Available data below:

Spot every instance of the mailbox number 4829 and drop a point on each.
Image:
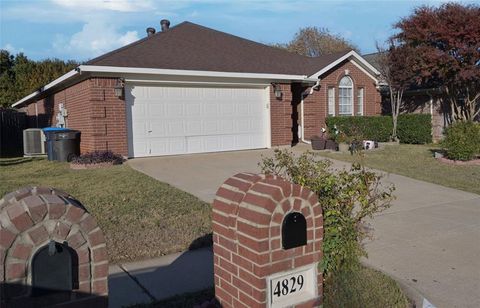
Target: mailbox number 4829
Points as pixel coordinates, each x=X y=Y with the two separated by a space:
x=288 y=285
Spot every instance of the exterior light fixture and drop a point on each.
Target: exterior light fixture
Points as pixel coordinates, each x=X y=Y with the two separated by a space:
x=119 y=87
x=277 y=90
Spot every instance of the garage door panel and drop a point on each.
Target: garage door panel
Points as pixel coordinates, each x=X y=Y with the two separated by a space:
x=176 y=120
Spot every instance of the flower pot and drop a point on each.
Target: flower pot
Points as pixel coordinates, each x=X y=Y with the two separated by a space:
x=343 y=147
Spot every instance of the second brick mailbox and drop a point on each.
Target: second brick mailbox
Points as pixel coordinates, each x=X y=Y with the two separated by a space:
x=267 y=235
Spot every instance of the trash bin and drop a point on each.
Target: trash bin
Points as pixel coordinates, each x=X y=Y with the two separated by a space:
x=62 y=144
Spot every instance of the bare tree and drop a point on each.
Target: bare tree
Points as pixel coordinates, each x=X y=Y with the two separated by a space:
x=314 y=42
x=395 y=70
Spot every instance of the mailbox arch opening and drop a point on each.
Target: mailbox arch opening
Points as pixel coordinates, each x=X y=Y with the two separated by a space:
x=294 y=230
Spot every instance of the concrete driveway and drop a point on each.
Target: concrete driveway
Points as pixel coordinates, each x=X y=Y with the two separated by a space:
x=428 y=240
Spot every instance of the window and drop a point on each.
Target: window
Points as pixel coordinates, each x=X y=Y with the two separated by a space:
x=345 y=96
x=331 y=101
x=360 y=101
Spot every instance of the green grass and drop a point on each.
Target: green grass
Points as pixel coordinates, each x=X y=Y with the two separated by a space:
x=416 y=161
x=362 y=288
x=140 y=217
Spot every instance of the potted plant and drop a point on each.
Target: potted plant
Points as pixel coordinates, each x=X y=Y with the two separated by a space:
x=343 y=141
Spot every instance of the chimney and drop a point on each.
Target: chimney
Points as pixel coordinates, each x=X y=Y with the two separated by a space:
x=150 y=31
x=165 y=24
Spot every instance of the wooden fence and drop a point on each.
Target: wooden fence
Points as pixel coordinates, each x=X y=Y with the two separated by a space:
x=12 y=124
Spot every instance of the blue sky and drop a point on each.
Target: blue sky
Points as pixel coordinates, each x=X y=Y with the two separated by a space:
x=83 y=29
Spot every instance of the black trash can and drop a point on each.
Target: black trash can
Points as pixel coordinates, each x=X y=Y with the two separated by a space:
x=62 y=144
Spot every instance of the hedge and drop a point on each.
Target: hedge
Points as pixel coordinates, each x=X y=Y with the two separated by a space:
x=411 y=128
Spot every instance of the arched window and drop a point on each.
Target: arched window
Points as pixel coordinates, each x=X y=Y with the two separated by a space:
x=345 y=96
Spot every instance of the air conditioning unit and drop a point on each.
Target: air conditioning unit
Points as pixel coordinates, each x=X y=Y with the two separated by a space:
x=33 y=142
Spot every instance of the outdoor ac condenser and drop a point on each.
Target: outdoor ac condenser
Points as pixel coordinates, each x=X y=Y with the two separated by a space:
x=33 y=142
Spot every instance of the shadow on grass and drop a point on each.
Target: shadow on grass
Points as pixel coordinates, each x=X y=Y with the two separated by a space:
x=18 y=160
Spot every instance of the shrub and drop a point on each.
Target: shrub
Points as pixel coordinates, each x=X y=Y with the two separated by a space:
x=411 y=128
x=414 y=128
x=347 y=198
x=462 y=140
x=97 y=157
x=378 y=128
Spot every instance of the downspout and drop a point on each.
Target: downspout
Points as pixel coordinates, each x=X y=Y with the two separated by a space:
x=302 y=118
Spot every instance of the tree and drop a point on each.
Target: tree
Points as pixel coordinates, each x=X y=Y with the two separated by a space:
x=444 y=46
x=314 y=42
x=395 y=68
x=20 y=76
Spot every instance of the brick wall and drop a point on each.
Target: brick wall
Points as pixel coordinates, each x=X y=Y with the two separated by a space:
x=92 y=108
x=316 y=104
x=247 y=217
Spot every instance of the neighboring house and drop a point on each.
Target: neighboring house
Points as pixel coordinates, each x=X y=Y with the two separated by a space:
x=191 y=89
x=418 y=100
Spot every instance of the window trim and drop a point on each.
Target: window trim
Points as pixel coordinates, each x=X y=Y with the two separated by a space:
x=351 y=103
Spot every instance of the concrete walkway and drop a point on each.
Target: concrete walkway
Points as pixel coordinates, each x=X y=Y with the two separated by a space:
x=160 y=278
x=429 y=239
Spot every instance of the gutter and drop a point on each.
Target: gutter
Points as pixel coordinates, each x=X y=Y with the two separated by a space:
x=302 y=117
x=115 y=71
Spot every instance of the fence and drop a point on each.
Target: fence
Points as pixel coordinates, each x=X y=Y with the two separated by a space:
x=12 y=124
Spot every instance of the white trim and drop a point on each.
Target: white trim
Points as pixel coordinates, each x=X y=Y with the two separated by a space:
x=60 y=79
x=193 y=83
x=352 y=54
x=171 y=72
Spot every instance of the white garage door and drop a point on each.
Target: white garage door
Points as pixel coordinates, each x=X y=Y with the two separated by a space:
x=168 y=120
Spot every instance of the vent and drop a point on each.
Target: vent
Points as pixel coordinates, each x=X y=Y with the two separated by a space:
x=33 y=141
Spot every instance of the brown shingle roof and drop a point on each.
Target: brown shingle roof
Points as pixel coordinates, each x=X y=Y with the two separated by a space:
x=188 y=46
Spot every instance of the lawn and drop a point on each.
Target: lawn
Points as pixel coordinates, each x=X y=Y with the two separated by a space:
x=416 y=161
x=362 y=288
x=141 y=217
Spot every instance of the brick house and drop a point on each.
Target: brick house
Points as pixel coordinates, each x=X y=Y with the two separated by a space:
x=191 y=89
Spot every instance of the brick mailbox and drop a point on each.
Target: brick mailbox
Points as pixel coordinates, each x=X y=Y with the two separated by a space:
x=51 y=251
x=267 y=242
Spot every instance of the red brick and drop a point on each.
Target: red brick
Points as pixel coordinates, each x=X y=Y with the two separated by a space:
x=76 y=240
x=56 y=210
x=220 y=251
x=228 y=266
x=61 y=230
x=96 y=238
x=260 y=201
x=258 y=233
x=38 y=235
x=19 y=217
x=6 y=237
x=254 y=216
x=100 y=286
x=271 y=191
x=100 y=271
x=100 y=254
x=22 y=251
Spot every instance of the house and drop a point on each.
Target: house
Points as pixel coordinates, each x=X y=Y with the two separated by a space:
x=192 y=89
x=415 y=100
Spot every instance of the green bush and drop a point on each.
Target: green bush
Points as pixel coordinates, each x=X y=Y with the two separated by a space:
x=347 y=198
x=414 y=128
x=462 y=140
x=411 y=128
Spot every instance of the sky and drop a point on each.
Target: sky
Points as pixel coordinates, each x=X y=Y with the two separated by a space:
x=83 y=29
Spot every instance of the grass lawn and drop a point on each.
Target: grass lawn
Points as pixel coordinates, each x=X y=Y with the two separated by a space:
x=362 y=288
x=416 y=161
x=141 y=217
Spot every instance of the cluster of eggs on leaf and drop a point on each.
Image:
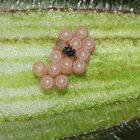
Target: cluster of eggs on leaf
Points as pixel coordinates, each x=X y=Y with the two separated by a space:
x=71 y=52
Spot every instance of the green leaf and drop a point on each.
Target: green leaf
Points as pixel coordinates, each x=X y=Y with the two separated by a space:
x=106 y=95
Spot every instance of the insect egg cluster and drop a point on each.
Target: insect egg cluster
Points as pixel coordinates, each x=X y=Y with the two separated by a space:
x=71 y=52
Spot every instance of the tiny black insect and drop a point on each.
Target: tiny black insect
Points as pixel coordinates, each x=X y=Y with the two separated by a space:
x=68 y=50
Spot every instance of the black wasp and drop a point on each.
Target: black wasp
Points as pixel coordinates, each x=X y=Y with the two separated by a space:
x=68 y=50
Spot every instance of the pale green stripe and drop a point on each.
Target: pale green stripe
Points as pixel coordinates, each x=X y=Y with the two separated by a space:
x=87 y=100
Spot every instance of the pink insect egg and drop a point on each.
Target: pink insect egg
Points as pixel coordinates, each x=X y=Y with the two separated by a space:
x=79 y=66
x=54 y=69
x=81 y=32
x=47 y=82
x=65 y=35
x=83 y=54
x=59 y=45
x=55 y=56
x=66 y=65
x=61 y=81
x=76 y=43
x=39 y=69
x=89 y=43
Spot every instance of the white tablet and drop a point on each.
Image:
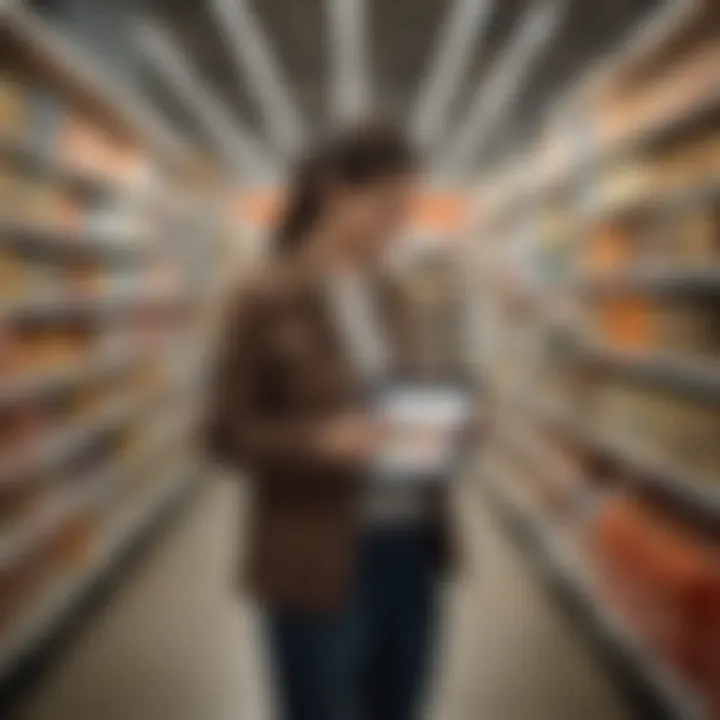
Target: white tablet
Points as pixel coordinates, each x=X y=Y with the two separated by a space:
x=424 y=425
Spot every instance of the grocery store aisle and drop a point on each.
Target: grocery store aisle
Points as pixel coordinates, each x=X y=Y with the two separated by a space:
x=175 y=645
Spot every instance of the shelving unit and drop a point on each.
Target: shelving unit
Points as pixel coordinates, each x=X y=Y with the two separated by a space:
x=112 y=259
x=596 y=285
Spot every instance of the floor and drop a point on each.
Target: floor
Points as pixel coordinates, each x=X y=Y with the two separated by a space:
x=175 y=644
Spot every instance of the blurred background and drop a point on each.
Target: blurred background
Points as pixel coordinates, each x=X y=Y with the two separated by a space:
x=566 y=245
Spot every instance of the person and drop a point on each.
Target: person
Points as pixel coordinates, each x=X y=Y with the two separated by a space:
x=346 y=568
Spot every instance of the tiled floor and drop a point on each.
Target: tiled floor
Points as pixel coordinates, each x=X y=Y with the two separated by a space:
x=175 y=644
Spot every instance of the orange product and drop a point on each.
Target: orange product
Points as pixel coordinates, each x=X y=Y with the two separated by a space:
x=627 y=323
x=73 y=544
x=14 y=110
x=665 y=578
x=84 y=146
x=610 y=250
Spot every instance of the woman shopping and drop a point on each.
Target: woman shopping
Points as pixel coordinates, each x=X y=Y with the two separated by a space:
x=344 y=564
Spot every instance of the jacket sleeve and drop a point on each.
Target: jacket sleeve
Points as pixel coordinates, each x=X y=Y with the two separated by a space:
x=241 y=430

End of Available data.

Try it. Using the data above, reproduce exactly the lines between those holding "Spot every instance of the bare" and "Target: concrete driveway", inclusive, and no others.

Answer space.
Spot every instance of the bare tree and drop a point on each.
Target: bare tree
Points as pixel coordinates, each x=X y=Y with the two separated by a space:
x=314 y=42
x=395 y=70
Spot every instance of the mailbox arch opening and drop a point on each.
Target: mailbox arch opening
Points as pixel coordinates, each x=X y=Y with the two separated by a space:
x=294 y=230
Spot every instance of the concrete driveway and drop a point on each.
Target: concrete driveway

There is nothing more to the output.